[Start of Data extract]
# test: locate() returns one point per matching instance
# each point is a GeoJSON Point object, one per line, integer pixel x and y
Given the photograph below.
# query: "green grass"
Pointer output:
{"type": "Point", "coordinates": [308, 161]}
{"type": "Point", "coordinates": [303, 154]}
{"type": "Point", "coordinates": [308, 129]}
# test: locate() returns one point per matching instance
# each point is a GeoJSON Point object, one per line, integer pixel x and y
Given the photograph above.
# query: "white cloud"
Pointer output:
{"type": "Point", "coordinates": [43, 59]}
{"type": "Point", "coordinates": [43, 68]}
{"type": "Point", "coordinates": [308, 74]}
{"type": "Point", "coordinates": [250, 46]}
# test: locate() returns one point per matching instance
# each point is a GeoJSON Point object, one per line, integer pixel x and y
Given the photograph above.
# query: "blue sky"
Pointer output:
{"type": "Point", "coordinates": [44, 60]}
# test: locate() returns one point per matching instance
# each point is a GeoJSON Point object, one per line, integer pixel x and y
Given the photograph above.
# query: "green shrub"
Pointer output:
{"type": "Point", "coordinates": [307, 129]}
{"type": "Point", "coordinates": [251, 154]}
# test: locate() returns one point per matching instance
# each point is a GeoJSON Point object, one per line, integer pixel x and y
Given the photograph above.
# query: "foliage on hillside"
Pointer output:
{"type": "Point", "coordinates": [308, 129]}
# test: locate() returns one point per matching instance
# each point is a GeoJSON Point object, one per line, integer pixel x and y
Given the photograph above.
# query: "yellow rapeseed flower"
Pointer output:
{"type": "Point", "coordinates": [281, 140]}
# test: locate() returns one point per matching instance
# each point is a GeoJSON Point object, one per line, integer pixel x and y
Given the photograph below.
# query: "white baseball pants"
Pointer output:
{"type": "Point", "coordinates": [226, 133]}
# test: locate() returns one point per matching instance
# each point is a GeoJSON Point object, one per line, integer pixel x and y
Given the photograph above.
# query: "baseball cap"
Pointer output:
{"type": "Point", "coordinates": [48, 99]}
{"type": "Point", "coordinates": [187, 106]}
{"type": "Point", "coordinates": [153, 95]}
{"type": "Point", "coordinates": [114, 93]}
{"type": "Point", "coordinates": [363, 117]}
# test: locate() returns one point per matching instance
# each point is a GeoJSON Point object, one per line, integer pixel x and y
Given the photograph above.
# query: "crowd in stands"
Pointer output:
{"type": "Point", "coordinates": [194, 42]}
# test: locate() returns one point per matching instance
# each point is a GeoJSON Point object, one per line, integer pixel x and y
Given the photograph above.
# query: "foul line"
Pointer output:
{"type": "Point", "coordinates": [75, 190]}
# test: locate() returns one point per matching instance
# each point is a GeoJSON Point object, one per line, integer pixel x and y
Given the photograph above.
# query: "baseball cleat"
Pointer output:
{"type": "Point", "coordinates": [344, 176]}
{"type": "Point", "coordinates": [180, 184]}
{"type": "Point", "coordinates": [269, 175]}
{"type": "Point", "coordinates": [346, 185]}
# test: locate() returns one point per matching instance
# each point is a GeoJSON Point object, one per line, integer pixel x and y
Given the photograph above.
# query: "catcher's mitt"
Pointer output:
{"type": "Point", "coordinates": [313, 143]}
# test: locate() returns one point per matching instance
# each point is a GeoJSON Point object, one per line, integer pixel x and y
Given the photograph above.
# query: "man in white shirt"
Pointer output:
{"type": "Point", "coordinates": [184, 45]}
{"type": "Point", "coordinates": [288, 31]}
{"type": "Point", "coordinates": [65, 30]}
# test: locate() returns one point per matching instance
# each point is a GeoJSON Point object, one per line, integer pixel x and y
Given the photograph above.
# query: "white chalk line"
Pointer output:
[End of Data extract]
What the task asks
Return the lines above exactly, keeping every word.

Exercise result
# test: locate() returns one point per matching instance
# each point is a GeoJSON Point object, one per line, integer pixel x and y
Given the photograph below.
# query: "green grass"
Pointer output:
{"type": "Point", "coordinates": [308, 161]}
{"type": "Point", "coordinates": [303, 154]}
{"type": "Point", "coordinates": [308, 129]}
# test: locate() returns one point per matching instance
# each point is a GeoJSON Point object, one per line, integer pixel x and y
Given the photograph above.
# query: "white cloud"
Pointer output:
{"type": "Point", "coordinates": [43, 59]}
{"type": "Point", "coordinates": [43, 68]}
{"type": "Point", "coordinates": [308, 74]}
{"type": "Point", "coordinates": [250, 46]}
# test: locate() returns one point per matching instance
# each point is a GeoJSON Point object, one per line, integer pixel x and y
Given the photograph above.
# query: "blue sky"
Pointer output:
{"type": "Point", "coordinates": [44, 60]}
# test: locate() returns one point per matching instance
# each point is a GeoJSON Point object, one per line, integer pixel x and y
Given the photograph above.
# query: "green shrub"
Pointer output:
{"type": "Point", "coordinates": [307, 129]}
{"type": "Point", "coordinates": [251, 154]}
# test: locate() returns one point per matching instance
# each point is a GeoJSON Point object, one per line, integer pixel x and y
Given the photograph above.
# query: "foliage on hillside"
Pointer output:
{"type": "Point", "coordinates": [308, 129]}
# test: locate() returns one point per matching instance
# each point is a GeoJSON Point object, one per line, integer pixel x and y
Given the photograph above.
# query: "yellow rapeseed flower"
Pointer output:
{"type": "Point", "coordinates": [281, 140]}
# test: locate() returns one point per matching instance
# each point is a GeoJSON Point object, one per line, integer pixel x and y
Given the photograph below.
# query: "white baseball pants"
Pointer output:
{"type": "Point", "coordinates": [226, 133]}
# test: locate() returns one point per matching instance
# each point is a GeoJSON Point object, one per line, integer pixel x and y
Given the photograph above.
# query: "baseball cap"
Pointer output:
{"type": "Point", "coordinates": [48, 99]}
{"type": "Point", "coordinates": [187, 106]}
{"type": "Point", "coordinates": [153, 95]}
{"type": "Point", "coordinates": [114, 93]}
{"type": "Point", "coordinates": [363, 117]}
# test: locate() returns one point per matching instance
# each point is a GeoJSON Point object, one per line, integer pixel x and y
Given the photograph above.
# query: "crowd in stands"
Pointer output:
{"type": "Point", "coordinates": [194, 42]}
# test: locate() returns one point per matching instance
# each point is a GeoJSON Point object, one per line, integer pixel x and y
Given the photograph above.
# query: "foul line"
Pointer output:
{"type": "Point", "coordinates": [75, 190]}
# test: locate() returns one point per matching instance
# each point is a GeoJSON Point object, one per line, integer pixel x and y
Given the photograph above.
# query: "baseball cleat"
Pointer output:
{"type": "Point", "coordinates": [344, 176]}
{"type": "Point", "coordinates": [180, 184]}
{"type": "Point", "coordinates": [269, 175]}
{"type": "Point", "coordinates": [346, 185]}
# test: locate() returns one point per matching instance
# each point is a GeoJSON Point object, one per line, integer pixel x and y
Given the photograph above.
# query: "catcher's mitt"
Pointer output:
{"type": "Point", "coordinates": [313, 143]}
# test: locate() returns one point per matching instance
# each point is a GeoJSON Point object, one per line, integer pixel x and y
Given the photograph above.
# query: "man in white shirt"
Pointer output:
{"type": "Point", "coordinates": [184, 45]}
{"type": "Point", "coordinates": [288, 31]}
{"type": "Point", "coordinates": [65, 30]}
# test: locate() returns one point per matching instance
# each point is a GeoJSON Point object, one per line, integer pixel x and y
Given the photograph above.
# query: "white chalk line"
Pointer output:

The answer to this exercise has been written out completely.